**Work request:**
Which lines of the data below contain the string "clicks"? List each of those lines in full.

**Dataset content:**
╔══

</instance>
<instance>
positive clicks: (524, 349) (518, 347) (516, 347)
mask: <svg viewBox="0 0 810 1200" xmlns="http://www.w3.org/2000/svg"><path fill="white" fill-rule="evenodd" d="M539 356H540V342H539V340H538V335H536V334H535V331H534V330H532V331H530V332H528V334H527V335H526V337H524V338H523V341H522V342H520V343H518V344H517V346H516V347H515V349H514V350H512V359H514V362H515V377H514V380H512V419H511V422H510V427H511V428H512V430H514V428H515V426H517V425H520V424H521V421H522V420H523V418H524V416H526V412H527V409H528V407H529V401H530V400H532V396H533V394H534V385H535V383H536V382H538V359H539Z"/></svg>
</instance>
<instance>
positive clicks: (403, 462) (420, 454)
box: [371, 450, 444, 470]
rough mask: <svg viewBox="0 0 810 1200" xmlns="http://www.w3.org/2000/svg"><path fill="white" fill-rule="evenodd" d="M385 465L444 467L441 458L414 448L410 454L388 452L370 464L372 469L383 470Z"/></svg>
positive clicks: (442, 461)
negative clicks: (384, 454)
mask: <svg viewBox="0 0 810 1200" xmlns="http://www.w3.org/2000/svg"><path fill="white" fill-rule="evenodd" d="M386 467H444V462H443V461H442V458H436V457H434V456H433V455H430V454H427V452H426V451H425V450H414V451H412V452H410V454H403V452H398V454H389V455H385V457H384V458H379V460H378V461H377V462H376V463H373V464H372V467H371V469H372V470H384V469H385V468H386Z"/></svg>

╚══
╔══

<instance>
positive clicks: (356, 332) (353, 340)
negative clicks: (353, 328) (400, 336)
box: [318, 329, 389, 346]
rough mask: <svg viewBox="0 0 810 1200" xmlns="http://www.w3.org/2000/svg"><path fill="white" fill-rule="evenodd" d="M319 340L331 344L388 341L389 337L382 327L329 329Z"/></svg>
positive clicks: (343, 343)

╚══
╔══

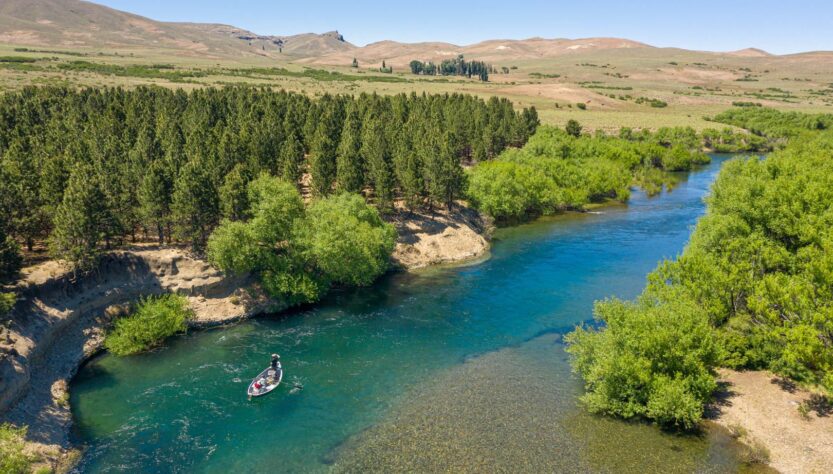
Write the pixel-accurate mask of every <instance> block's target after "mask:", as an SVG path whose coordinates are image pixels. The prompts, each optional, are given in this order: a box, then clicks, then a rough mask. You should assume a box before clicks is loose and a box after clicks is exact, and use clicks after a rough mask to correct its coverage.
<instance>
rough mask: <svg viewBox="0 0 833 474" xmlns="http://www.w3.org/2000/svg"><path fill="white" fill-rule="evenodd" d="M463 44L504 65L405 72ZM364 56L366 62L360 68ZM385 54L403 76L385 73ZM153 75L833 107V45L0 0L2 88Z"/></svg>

╚══

**Task result:**
positive clicks: (524, 349) (518, 347) (516, 347)
positive clicks: (403, 462) (420, 454)
positive clicks: (442, 461)
negative clicks: (384, 454)
positive clicks: (356, 332) (353, 340)
negative clicks: (353, 328) (400, 336)
positive clicks: (343, 343)
Write the pixel-accurate mask of every <instance> block's target after "mask:", as an SVG path whose coordinates are image pixels. The prompts, each optional, are given in this order: a box, then clicks, then a rough mask. You should assume a box before clicks is loose and a box after clicks is exact, and use clicks after a rough mask to correct its coverage.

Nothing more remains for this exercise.